## PASSAGE
=== Begin Enclosure ===
American Heart Month: Engage in Heart-Healthy Habits in School and at Home

Written by Patty Kestell, SHAPE America 2013 National Elementary Physical Education Teacher of the Year

It’s February — what comes to mind? Valentine’s Day, chocolates and celebrating with the one you love? February is also recognized as American Heart Month — a time to remember our commitment to ourselves to stay heart healthy. It’s estimated that close to 1 million lives are lost annually due to cardiovascular disease. How can we engage the children in our lives to take a proactive role in maintaining a healthy heart? Many physical educators, like myself, get the opportunity to build awareness of the importance of cardiovascular health and disease prevention at school, through the national Jump Rope For Heart and Hoops For Heart programs (JRFH/HFH).
=== End Enclosure ===
## WHAT IS BEING ASKED
Resume the American Heart Month article after its final sentence and keep writing it.

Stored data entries
=== Begin Enclosure ===
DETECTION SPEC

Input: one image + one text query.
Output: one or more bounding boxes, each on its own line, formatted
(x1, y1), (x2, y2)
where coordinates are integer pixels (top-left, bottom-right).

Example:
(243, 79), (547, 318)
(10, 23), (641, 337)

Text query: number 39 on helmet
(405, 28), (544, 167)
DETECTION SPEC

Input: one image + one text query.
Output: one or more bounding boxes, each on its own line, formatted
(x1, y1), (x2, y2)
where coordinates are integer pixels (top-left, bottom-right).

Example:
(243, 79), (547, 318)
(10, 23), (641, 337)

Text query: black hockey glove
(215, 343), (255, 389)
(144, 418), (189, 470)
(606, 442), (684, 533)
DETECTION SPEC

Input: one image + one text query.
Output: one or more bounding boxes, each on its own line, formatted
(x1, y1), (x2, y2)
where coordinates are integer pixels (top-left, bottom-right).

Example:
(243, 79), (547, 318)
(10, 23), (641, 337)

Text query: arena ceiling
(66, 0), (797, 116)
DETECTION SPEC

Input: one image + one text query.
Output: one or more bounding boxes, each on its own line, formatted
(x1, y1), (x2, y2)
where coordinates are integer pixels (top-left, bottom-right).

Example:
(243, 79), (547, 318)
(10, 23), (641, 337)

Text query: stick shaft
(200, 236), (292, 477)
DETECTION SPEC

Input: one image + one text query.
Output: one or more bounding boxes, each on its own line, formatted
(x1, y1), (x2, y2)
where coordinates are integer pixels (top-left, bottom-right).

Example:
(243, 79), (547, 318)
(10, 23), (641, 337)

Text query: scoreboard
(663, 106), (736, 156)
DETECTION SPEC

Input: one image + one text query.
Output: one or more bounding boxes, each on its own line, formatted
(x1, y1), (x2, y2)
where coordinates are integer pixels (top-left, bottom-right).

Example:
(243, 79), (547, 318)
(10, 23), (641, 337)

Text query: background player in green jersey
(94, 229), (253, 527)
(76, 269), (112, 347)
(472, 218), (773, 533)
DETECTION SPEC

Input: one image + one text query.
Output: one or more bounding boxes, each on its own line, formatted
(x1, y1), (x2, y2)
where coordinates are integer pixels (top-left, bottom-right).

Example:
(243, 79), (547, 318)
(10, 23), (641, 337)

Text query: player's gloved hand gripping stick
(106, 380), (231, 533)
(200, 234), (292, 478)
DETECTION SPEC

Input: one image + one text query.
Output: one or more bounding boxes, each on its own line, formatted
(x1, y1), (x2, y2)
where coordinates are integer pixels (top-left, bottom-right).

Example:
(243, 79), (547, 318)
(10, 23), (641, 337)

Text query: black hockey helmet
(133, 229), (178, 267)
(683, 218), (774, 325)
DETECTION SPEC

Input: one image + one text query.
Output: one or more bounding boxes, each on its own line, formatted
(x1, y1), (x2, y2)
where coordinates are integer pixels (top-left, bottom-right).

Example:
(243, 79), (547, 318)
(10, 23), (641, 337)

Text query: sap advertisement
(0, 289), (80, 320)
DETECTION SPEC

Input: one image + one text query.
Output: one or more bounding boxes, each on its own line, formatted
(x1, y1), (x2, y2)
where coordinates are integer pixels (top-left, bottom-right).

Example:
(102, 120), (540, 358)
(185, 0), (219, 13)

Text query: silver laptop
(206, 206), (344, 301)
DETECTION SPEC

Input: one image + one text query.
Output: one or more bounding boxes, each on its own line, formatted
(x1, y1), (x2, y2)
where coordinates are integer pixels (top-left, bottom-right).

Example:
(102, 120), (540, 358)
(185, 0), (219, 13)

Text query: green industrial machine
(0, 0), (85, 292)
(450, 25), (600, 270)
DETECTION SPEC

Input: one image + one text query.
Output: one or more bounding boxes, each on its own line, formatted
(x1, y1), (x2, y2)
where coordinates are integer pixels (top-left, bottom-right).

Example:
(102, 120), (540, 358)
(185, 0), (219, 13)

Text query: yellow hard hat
=== End Enclosure ===
## RESPONSE AREA
JRFH and HFH are longtime educational fund development programs developed jointly by SHAPE America and the American Heart Association (AHA). Since their inception in the 1970s, JRFH and HFH have grown from a few hundred kids to millions! I can’t emphasize enough how the programs provide such valuable teaching activities and resources to educate students on heart disease and prevention, how to identify a cardiac emergency, what should be done to help save a life, and the critical role physical activity and healthy eating play in prevention. Through the programs’ fundraising component, students learn about giving back to the community.

I’ve been running the JRFH/HFH program in my school for 12 years and on the state level in Wisconsin for six years. I can see the direct benefits these events have had. Several years ago, our whole school jumped in honor of Andrew, a kindergarten student who had a medical health issue that triggered five strokes before he was five-years-old. Students recognize what JRFH/HFH and AHA do to help people like Andrew get the care they need and the impact they are making. Andrew is now a fourth grader and while he still deals with complications from his health issue, he knows he has a wonderful support system within his school community!


               Patty Kestell with students Andrew and Sydney. 

How can families keep the messages going strong at home?

  • Does your family schedule annual checkups at the doctor?
  • Are your kids active outside of the school day? As an adult, do you take time out to include physical activity in your own life?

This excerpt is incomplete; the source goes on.